_Prompt_.
Starting at the line that holds "The response should indicate, for every instance of the woman's", copy every line exactly through the end of the data, and no others.

──────────

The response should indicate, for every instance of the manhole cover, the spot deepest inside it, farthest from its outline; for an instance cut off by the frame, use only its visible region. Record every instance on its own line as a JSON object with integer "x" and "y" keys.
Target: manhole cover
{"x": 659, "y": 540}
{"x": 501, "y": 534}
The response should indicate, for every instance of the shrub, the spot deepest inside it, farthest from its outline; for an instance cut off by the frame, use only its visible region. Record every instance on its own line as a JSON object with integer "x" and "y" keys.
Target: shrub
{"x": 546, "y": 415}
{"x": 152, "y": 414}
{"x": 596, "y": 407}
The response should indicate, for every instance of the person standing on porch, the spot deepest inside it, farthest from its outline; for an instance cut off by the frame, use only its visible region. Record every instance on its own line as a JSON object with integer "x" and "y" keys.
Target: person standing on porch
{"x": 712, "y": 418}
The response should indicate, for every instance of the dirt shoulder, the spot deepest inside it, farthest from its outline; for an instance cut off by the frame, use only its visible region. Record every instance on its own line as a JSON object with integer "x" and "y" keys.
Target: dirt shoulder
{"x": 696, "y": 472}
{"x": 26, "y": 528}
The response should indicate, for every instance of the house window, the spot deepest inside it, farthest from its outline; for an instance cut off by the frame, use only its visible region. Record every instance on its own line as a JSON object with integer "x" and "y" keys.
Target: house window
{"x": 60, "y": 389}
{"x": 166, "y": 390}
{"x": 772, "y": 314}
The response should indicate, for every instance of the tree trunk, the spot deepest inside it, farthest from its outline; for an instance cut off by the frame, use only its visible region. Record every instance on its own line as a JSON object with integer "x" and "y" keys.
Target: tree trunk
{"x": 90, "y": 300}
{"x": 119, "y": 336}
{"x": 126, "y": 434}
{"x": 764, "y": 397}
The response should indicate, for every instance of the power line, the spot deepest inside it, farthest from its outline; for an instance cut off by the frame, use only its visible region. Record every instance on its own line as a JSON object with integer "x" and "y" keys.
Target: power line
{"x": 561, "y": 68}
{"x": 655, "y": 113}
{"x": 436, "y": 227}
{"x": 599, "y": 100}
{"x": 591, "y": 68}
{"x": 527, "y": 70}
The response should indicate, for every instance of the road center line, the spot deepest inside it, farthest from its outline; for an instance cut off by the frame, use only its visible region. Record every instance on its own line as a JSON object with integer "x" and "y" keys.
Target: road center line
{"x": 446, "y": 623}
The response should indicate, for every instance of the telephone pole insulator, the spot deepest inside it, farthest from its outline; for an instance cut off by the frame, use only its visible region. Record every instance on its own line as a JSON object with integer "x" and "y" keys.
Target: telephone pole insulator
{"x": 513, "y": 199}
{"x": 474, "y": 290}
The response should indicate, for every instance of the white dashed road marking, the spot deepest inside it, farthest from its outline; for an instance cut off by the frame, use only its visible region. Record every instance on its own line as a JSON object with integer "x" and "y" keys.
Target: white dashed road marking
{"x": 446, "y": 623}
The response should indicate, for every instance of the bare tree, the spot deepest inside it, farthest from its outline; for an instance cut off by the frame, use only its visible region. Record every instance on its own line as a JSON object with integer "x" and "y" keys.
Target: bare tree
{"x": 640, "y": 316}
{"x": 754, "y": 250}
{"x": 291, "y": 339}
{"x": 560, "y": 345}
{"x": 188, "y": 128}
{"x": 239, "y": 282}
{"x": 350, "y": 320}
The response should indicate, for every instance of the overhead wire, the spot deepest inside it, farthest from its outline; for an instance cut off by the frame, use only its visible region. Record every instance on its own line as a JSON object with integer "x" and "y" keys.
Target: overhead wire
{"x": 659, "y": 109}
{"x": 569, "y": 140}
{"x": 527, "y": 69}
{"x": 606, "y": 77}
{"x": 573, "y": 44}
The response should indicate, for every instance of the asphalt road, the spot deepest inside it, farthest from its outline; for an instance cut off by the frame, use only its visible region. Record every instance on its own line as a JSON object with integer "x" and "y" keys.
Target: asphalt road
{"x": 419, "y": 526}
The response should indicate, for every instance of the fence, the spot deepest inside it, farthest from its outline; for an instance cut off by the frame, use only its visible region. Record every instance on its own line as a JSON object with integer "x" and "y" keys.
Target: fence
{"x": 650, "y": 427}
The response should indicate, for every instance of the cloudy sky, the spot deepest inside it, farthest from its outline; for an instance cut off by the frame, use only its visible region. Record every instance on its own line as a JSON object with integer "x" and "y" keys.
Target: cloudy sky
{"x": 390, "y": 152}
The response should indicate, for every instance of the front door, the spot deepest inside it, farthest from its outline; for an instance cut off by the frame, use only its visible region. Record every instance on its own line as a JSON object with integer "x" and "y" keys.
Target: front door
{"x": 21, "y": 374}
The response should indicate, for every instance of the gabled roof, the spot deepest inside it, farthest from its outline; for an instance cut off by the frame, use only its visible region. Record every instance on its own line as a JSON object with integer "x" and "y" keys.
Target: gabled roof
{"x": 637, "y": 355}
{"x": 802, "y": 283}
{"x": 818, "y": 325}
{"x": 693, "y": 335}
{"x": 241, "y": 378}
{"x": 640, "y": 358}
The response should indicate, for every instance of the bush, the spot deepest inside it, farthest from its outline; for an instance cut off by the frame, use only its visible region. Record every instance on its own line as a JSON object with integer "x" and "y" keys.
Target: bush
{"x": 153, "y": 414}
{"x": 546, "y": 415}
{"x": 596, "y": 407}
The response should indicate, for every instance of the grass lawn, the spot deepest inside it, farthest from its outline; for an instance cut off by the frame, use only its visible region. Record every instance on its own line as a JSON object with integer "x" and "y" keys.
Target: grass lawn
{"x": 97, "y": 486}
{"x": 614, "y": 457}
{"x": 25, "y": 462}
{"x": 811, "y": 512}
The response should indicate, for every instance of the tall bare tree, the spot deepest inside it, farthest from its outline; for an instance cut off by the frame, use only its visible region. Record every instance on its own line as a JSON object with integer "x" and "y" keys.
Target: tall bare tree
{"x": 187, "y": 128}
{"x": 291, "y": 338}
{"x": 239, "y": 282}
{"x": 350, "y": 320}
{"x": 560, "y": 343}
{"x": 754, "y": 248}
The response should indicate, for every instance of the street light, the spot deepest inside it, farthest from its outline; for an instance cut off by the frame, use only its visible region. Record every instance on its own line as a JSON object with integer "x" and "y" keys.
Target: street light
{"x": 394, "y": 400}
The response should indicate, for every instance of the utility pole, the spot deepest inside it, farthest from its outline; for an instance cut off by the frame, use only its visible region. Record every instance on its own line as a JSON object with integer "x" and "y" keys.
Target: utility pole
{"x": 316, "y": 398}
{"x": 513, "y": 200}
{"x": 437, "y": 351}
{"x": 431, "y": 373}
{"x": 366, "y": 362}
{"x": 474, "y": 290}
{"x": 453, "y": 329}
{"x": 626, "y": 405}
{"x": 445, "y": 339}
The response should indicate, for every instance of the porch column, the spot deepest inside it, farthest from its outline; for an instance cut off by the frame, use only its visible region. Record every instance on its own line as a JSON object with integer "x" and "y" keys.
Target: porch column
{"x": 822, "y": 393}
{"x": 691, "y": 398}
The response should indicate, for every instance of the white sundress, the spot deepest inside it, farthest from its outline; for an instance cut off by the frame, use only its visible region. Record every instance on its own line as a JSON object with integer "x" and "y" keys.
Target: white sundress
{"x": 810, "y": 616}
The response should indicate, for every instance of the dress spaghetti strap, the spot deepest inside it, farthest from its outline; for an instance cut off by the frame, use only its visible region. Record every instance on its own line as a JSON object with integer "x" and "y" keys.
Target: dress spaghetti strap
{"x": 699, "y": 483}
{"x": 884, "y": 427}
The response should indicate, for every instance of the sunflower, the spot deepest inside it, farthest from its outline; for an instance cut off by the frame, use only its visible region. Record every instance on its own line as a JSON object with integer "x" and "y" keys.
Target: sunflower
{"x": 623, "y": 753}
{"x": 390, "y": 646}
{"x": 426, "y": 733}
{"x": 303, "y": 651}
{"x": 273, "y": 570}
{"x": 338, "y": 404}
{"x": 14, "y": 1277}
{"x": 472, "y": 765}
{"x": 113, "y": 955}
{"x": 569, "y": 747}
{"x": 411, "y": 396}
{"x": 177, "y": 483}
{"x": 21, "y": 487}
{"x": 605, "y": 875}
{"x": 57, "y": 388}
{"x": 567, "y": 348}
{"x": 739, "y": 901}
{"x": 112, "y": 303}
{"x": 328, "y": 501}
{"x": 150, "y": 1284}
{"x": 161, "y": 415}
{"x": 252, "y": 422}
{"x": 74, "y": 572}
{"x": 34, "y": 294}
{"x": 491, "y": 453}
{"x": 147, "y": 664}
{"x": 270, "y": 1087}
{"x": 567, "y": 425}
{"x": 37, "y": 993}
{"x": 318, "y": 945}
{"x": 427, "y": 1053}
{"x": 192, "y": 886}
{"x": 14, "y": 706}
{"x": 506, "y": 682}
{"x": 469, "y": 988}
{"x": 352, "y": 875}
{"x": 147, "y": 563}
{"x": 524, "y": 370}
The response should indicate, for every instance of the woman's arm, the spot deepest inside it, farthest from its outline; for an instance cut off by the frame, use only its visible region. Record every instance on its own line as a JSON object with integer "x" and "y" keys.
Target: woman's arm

──────────

_Full solution_.
The response should indicate, for every instance of the woman's arm, the spot deepest inside it, farthest from its outline; for an instance cut off by the frame, use only its visible region. Record every instance on its own line as a JSON object with integer "x" and "y" keys.
Target: woman's arm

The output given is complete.